Start DATA EXCERPTS

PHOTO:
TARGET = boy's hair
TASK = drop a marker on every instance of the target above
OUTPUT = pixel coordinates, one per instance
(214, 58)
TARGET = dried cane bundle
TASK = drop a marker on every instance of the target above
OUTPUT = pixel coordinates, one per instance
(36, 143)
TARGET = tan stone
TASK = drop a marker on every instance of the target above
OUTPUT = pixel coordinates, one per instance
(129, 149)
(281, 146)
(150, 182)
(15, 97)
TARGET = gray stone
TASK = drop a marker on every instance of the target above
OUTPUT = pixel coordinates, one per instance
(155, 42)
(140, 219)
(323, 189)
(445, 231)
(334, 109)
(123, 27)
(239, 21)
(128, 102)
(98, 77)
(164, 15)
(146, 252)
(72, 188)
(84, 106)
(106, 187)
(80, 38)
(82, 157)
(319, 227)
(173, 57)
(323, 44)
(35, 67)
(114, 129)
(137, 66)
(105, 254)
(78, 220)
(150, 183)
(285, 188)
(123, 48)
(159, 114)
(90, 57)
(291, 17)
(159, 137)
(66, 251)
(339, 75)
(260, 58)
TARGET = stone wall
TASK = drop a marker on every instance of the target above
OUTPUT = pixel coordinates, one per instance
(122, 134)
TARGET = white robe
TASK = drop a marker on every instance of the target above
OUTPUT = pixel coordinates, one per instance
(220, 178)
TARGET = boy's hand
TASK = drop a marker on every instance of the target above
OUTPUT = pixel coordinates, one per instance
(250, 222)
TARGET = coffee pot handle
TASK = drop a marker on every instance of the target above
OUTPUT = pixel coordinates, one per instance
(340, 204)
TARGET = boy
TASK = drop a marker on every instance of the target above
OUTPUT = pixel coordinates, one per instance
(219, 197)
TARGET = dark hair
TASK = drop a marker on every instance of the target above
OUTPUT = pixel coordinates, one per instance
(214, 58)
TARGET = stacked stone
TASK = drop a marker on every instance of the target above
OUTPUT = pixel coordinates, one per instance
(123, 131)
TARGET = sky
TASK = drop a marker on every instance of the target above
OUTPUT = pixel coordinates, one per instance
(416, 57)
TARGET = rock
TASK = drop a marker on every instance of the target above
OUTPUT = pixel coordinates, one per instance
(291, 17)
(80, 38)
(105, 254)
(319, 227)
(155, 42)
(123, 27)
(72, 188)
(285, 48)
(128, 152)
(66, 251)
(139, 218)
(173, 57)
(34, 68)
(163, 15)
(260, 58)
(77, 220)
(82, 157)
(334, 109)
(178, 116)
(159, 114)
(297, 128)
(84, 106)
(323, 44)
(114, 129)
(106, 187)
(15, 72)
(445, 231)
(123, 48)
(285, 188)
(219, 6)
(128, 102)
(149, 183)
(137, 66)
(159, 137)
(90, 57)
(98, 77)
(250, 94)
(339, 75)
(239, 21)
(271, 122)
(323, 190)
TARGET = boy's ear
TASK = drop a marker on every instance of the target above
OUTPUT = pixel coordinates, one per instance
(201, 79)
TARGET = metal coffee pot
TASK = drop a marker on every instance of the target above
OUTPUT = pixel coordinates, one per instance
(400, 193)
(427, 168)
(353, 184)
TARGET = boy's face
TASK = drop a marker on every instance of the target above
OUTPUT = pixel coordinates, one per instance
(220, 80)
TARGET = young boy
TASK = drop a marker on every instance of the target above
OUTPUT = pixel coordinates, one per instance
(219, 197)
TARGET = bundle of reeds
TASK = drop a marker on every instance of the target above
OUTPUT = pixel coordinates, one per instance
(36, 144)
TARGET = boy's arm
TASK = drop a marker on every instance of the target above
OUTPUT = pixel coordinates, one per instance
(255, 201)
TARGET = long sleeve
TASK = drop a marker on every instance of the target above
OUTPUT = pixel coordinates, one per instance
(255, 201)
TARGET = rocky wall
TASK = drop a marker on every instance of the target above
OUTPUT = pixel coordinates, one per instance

End DATA EXCERPTS

§ **WRITTEN PROBLEM**: Return every line of the listing above unchanged, from its first line to its last.

§ **RESULT OF THIS EXERCISE**:
PHOTO:
TARGET = boy's hair
TASK = drop a marker on every instance of the target above
OUTPUT = pixel coordinates, one per instance
(214, 58)
TARGET = dried cane bundle
TASK = drop a marker on every instance of the target above
OUTPUT = pixel coordinates, one per instance
(36, 143)
TARGET = tan stone
TASK = drop a marker on every instance of the target above
OUTPUT = pixel coordinates, one per instance
(129, 149)
(281, 146)
(150, 182)
(15, 97)
TARGET = gray stone
TASK = drop a marker on every instance of the target above
OUTPUT = pixel coordinates, one per instance
(155, 42)
(140, 219)
(323, 189)
(445, 231)
(334, 109)
(123, 27)
(239, 21)
(128, 102)
(98, 77)
(164, 15)
(146, 252)
(72, 188)
(84, 106)
(106, 187)
(80, 38)
(82, 157)
(319, 227)
(173, 57)
(323, 44)
(35, 67)
(114, 129)
(137, 66)
(105, 254)
(78, 220)
(150, 183)
(285, 188)
(123, 48)
(159, 114)
(90, 57)
(291, 17)
(159, 137)
(66, 251)
(339, 75)
(260, 58)
TARGET = stone wall
TASK = drop a marker on every instance of the target above
OUTPUT = pixel coordinates, one per instance
(122, 134)
TARGET = white robe
TASK = drop a marker on every instance of the target above
OUTPUT = pixel coordinates, one per instance
(220, 178)
TARGET = boy's hand
TASK = drop a marker on every instance of the target above
OUTPUT = pixel coordinates, one per instance
(250, 222)
TARGET = coffee pot handle
TASK = drop a marker on every instance of the target above
OUTPUT = pixel coordinates, one per instance
(340, 204)
TARGET = boy
TASK = drop a marker on every instance of the target above
OUTPUT = pixel coordinates, one per instance
(219, 197)
TARGET = dark hair
TASK = drop a marker on every instance of the target above
OUTPUT = pixel coordinates, one per instance
(214, 58)
TARGET = stacked stone
TASK = drop a marker on every instance of the target above
OUTPUT = pixel coordinates, one per instance
(123, 131)
TARGET = sky
TASK = drop a marker on every instance of the target above
OUTPUT = pixel coordinates, one per instance
(416, 57)
TARGET = rock
TASK = drop a marker on every instance of the target above
OUTPUT = pixel coordinates, one per instance
(291, 17)
(80, 38)
(105, 254)
(319, 227)
(155, 42)
(123, 27)
(72, 188)
(285, 48)
(128, 152)
(66, 251)
(139, 218)
(173, 57)
(34, 68)
(163, 15)
(260, 58)
(77, 220)
(82, 157)
(334, 109)
(178, 116)
(159, 114)
(297, 128)
(84, 106)
(323, 44)
(114, 129)
(106, 187)
(15, 72)
(445, 231)
(123, 48)
(285, 188)
(219, 6)
(128, 102)
(149, 183)
(137, 66)
(159, 137)
(90, 57)
(98, 77)
(250, 94)
(339, 75)
(239, 21)
(271, 122)
(323, 190)
TARGET = boy's ear
TASK = drop a marker on every instance of the target above
OUTPUT = pixel coordinates, one per instance
(201, 79)
TARGET = metal coffee pot
TASK = drop a marker on every instance of the target above
OUTPUT = pixel coordinates, one per instance
(400, 193)
(427, 168)
(353, 184)
TARGET = boy's face
TASK = drop a marker on every instance of the target above
OUTPUT = pixel coordinates, one per instance
(220, 80)
TARGET = young boy
TASK = drop a marker on every instance of the target above
OUTPUT = pixel coordinates, one per instance
(219, 197)
TARGET = bundle of reeds
TASK = drop a marker on every instance of the target above
OUTPUT = pixel coordinates, one per instance
(36, 144)
TARGET = boy's arm
TASK = drop a marker on every instance of the target above
OUTPUT = pixel coordinates, one per instance
(255, 201)
TARGET = long sleeve
TASK = drop a marker on every instance of the target above
OUTPUT = pixel coordinates, one per instance
(255, 201)
TARGET = rocky wall
TASK = drop a marker on every instance of the target above
OUTPUT = pixel coordinates, one per instance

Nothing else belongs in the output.